Testo scelto:
Lo stesso racconta delle sfilate, eventi dove si concentrano momenti di grande adrenalina dovuti alle scadenze. «Per una sfilata si può arrivare a lavorare anche fino all’ultimo secondo, anche fino alle cinque del mattino per riuscire a portare a termine ogni prototipo. Poi guardi le collezioni sfilare e pensi che quel pezzo lo hai cucito proprio tu, con le tue mani, questo ti da una sensazione bellissima di grande soddisfazione».

Lavorare in questo settore l’ha resa più consapevole del lavoro di realizzazione dietro ai capi d’abbigliamento, soprattutto di lusso. Tra le cifre vertiginose delle grandi firme e il fast fashion a pochi euro ha maturato una politica di consumo sostenibile e di riconoscimento della qualità.

«I capi firmati sono anche molto costosi, però la sartoria mi ha insegnato anche a riconoscere la qualità, oltre a dare valore a tutto il lavoro dietro la realizzazione – spiega – per questo amo comprare su piattaforme molto in uso oggi dove spesso trovo capi vintage di grande qualità di seconda mano.

Elenco:
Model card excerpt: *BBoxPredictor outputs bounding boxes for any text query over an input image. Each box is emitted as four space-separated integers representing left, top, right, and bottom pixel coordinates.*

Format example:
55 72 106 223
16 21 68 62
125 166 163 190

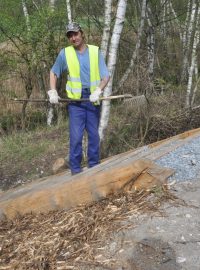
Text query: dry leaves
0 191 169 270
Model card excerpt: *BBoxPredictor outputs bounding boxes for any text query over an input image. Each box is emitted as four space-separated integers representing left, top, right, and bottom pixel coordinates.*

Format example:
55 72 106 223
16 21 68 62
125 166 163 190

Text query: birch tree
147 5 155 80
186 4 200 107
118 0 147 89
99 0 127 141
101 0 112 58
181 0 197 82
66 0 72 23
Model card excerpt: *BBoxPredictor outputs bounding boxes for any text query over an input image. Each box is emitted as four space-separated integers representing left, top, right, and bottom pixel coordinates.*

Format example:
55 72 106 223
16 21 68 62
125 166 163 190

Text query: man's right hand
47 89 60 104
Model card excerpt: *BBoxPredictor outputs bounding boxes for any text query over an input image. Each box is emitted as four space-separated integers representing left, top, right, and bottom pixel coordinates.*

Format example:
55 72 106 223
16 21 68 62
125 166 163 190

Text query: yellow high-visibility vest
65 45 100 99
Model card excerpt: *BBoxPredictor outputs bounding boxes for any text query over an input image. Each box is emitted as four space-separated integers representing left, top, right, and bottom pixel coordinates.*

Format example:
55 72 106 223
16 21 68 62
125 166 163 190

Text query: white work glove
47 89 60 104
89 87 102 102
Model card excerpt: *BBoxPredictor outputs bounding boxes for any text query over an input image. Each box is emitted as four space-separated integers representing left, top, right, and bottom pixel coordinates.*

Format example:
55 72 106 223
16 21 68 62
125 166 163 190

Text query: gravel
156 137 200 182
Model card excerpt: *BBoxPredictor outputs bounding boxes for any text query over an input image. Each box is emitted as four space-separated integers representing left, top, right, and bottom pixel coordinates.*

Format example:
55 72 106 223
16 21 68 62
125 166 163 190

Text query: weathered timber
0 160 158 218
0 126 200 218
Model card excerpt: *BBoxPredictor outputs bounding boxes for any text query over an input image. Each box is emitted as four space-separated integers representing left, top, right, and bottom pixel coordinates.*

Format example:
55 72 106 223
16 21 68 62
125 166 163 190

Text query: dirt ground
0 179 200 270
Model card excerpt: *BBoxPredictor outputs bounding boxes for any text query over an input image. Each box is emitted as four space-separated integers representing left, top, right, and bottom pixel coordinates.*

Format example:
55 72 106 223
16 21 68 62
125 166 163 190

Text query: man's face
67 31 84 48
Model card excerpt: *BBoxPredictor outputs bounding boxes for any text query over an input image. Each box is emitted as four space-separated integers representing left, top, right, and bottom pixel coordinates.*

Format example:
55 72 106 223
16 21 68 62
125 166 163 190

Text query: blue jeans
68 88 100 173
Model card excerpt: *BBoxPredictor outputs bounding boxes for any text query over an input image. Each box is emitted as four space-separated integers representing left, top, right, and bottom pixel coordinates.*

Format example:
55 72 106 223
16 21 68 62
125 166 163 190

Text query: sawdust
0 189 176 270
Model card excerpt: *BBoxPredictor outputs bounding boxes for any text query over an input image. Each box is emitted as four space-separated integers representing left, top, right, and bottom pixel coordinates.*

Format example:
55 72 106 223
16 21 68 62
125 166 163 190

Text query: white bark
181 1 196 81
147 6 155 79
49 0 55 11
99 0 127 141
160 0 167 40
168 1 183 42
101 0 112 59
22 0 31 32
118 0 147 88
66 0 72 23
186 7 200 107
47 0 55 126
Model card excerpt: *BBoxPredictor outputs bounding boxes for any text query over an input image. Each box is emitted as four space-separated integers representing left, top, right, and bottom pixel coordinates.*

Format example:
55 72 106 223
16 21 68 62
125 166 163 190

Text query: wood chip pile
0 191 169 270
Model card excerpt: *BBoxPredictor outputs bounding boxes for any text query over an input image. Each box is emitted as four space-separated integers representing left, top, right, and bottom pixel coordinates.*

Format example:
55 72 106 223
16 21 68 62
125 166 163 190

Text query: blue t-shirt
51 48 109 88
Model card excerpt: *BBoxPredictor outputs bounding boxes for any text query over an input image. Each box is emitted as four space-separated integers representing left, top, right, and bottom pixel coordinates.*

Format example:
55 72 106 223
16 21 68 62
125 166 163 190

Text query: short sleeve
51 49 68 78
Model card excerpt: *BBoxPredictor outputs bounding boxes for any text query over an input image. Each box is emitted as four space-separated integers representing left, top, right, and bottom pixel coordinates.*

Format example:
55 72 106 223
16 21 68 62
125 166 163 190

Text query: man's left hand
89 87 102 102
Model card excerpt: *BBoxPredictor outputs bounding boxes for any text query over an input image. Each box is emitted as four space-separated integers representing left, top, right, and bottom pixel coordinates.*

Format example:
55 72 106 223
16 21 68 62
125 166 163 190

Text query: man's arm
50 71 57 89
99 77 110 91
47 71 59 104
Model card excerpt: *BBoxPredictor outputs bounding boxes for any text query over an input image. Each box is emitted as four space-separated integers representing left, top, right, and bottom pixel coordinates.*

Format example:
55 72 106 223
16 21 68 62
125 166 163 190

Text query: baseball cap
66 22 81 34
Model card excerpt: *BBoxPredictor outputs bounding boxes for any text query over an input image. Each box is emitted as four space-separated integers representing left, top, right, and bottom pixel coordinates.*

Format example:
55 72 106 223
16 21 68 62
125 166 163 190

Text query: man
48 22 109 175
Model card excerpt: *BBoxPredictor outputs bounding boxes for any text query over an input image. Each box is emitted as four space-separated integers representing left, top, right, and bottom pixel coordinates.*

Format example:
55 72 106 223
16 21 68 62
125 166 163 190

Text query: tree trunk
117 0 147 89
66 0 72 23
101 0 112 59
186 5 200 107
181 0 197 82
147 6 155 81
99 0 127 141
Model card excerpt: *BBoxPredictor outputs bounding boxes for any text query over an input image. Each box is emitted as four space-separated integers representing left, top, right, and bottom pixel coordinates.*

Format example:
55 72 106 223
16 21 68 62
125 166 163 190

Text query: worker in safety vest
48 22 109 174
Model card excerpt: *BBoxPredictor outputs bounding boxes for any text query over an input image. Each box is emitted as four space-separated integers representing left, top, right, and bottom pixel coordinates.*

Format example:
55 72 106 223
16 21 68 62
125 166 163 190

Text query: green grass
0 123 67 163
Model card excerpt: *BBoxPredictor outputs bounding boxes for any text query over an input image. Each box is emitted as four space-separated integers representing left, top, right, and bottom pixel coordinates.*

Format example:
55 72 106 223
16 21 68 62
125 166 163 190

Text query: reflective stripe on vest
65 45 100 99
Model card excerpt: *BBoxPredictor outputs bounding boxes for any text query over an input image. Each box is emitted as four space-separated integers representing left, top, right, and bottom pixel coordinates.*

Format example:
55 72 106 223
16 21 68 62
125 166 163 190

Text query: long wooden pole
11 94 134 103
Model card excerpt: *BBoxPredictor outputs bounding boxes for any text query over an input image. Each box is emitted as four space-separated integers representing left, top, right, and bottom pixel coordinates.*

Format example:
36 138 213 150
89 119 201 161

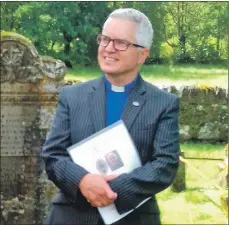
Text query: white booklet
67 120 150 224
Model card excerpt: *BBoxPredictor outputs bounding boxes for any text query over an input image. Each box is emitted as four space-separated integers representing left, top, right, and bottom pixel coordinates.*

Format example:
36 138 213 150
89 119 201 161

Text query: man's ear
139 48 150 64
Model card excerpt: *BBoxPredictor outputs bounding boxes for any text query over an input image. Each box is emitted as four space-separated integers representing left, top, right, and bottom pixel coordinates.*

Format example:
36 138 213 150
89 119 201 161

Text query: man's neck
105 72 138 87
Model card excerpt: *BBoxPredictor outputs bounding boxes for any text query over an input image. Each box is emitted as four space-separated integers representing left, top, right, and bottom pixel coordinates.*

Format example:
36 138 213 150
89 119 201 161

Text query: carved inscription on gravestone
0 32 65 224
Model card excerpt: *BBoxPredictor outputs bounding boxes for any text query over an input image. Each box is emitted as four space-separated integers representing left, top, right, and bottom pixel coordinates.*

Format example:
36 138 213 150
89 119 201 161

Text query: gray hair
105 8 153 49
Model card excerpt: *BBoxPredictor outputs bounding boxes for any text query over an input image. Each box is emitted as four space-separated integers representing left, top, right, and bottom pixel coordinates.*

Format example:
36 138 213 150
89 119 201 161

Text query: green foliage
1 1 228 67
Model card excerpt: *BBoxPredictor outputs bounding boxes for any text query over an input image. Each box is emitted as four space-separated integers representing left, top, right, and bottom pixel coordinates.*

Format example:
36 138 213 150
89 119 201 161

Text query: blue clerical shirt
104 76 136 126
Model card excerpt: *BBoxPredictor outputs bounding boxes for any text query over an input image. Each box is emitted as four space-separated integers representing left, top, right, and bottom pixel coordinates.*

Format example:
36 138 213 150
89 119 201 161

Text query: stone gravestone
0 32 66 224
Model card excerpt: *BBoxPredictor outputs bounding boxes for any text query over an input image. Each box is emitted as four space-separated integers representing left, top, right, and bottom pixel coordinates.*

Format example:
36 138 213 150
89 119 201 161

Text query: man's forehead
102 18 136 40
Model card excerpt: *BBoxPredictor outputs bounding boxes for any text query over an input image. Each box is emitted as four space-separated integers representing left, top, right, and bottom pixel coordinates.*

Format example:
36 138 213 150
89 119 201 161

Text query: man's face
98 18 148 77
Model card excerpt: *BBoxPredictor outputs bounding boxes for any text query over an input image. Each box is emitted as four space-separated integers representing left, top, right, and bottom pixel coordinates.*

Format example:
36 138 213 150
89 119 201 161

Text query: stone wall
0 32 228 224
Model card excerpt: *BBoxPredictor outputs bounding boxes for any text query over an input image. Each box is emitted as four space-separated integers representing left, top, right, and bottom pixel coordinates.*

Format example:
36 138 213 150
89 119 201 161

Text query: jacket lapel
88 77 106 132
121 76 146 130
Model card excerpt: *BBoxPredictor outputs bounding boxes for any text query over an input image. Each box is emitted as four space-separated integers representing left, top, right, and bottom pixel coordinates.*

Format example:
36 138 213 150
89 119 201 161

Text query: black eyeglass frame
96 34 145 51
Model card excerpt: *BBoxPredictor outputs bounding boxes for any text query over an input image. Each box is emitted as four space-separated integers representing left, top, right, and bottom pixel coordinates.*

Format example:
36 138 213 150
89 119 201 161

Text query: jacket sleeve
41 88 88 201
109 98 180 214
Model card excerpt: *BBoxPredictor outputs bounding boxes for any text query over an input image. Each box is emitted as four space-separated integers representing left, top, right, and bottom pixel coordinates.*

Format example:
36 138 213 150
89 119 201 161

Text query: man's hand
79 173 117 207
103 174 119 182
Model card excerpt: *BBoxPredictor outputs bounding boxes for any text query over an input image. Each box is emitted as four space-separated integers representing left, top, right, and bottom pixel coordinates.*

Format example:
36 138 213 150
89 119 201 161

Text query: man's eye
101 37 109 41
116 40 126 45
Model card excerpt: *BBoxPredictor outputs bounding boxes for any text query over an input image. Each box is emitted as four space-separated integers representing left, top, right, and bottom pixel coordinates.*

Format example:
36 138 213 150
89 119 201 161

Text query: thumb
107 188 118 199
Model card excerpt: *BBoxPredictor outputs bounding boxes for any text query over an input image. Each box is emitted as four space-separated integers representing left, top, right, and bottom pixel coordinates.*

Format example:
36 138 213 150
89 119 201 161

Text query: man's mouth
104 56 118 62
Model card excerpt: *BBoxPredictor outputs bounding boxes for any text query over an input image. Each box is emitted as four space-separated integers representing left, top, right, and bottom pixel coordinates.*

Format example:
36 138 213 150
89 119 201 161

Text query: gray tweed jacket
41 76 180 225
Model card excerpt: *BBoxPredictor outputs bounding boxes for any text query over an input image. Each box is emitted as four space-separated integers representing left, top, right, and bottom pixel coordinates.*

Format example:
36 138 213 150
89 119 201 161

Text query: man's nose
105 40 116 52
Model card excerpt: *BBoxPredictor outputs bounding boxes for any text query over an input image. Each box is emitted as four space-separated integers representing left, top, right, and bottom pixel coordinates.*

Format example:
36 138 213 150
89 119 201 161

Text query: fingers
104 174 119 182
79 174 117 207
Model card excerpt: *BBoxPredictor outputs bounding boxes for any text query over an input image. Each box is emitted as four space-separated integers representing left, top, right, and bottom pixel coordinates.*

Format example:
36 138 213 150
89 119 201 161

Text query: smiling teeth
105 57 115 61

Consegna:
Continua il testo sul lavoro di sartoria nella moda, proseguendo dopo l'ultima frase riportata.

Esercizio svolto:
I miei maglioni sono tutti di cashmere, a volte ho anche modificato vecchi cappotti di mia madre in 100% lana, preferisco un capo che mi duri nel tempo rispetto a capi che si deteriorano facilmente e di materiali scadenti, su cui posso contare per una stagione al massimo».

La sua è una passione nata per caso o per predestinazione, «mia nonna era sarta da uomo, come lo ero anche io all’inizio. Anche se ero troppo piccola per vederla cucire, in famiglia si dice che ho preso da lei, con certe passioni ci si nasce».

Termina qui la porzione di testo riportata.